WORK REQUIRED:
How many lines of the data below contain the string "chair"? Case matters. Give only the number.

DATA FOR THIS EXERCISE:
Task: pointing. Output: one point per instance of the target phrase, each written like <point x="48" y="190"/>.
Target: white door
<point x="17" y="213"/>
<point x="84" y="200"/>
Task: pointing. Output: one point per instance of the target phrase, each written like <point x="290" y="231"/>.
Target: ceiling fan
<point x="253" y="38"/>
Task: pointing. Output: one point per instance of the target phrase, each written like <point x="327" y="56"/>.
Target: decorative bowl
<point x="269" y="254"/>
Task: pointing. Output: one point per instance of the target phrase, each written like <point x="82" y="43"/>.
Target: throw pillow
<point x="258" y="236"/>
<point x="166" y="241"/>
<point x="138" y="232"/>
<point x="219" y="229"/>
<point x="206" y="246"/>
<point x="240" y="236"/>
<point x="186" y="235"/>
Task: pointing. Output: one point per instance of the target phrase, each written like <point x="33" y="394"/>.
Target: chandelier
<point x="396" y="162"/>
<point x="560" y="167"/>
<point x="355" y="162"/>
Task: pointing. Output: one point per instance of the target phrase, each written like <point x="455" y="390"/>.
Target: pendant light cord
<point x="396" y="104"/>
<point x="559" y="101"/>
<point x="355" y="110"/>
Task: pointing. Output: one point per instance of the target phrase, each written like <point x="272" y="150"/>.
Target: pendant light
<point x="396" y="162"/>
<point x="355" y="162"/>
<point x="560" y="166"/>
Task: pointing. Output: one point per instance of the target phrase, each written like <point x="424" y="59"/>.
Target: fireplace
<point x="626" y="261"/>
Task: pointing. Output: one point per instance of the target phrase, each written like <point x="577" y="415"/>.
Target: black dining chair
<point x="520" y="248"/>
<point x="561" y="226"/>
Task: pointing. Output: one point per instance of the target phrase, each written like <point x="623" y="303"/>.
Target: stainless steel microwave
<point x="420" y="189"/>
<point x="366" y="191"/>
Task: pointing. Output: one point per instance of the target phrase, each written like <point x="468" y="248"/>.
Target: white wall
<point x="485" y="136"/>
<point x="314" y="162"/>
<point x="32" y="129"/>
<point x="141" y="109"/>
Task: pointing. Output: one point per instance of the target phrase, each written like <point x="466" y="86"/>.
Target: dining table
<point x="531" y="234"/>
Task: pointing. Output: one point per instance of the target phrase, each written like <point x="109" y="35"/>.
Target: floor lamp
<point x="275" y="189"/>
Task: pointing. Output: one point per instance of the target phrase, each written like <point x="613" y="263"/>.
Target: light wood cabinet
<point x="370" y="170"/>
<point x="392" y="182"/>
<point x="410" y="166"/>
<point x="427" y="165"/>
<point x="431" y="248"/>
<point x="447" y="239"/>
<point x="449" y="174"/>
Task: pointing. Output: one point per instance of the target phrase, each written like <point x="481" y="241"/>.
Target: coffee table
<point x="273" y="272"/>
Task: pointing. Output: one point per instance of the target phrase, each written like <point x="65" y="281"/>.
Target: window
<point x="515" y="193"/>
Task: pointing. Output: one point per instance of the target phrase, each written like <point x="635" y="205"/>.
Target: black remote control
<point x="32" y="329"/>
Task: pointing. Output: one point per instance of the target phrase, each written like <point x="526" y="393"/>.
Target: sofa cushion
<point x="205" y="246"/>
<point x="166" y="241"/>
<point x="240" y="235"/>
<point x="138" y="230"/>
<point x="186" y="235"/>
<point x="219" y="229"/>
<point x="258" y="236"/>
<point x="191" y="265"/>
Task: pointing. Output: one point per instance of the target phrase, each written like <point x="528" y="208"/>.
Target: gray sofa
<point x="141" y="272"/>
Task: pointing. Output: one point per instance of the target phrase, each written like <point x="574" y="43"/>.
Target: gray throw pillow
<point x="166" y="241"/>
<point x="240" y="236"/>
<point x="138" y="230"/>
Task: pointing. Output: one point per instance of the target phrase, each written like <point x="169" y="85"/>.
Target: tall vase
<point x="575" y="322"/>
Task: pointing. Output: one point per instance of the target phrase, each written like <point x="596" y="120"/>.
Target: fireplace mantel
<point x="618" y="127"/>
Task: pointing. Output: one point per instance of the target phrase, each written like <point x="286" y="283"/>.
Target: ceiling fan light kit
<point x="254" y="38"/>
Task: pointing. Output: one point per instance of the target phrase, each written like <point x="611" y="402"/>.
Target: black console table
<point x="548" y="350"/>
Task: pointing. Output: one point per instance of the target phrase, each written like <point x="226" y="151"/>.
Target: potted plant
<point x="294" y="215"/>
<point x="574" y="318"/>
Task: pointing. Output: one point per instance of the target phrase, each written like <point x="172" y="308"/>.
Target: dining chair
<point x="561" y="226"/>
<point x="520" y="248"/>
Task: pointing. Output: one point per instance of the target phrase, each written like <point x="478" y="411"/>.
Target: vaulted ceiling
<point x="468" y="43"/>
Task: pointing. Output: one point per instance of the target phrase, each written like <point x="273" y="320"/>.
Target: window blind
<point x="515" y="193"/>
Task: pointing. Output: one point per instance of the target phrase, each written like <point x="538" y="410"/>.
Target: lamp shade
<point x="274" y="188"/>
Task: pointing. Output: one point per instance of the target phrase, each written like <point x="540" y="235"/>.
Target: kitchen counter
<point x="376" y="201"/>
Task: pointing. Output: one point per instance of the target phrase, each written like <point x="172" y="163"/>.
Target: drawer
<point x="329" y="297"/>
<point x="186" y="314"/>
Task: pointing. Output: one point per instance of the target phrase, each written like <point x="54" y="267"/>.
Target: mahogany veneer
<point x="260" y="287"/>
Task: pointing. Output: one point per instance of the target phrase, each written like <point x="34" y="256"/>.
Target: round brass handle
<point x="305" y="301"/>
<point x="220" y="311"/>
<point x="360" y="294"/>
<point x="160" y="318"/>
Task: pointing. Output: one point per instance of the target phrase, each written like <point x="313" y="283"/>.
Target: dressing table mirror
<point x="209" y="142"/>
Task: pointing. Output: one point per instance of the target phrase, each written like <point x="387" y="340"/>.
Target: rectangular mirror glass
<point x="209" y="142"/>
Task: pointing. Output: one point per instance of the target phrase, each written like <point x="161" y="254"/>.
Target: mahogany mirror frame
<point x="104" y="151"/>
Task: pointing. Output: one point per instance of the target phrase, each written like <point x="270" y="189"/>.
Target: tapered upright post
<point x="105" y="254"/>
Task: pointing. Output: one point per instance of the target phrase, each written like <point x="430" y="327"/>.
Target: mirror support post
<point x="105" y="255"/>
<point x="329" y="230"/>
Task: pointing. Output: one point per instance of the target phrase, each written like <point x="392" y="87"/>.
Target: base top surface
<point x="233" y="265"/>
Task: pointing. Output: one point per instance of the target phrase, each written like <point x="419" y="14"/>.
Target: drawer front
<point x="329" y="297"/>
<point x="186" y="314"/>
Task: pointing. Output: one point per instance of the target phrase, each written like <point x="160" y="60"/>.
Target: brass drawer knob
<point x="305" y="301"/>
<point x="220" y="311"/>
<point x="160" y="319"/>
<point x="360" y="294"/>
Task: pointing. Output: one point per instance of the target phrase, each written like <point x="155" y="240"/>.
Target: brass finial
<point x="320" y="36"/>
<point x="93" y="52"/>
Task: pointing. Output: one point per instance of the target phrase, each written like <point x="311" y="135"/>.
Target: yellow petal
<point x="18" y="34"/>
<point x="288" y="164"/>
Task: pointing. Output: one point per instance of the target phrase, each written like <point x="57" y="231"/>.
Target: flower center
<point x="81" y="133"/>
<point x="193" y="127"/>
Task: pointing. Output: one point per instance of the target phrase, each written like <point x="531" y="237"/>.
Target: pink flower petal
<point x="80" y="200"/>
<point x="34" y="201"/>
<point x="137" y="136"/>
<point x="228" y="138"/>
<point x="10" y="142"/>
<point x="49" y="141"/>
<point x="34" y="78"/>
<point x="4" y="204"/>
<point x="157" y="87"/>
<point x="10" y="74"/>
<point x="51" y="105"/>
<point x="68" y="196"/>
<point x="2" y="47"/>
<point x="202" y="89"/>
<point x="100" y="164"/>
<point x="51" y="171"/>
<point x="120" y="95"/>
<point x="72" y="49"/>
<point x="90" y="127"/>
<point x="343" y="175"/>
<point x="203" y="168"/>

THE REPLY:
2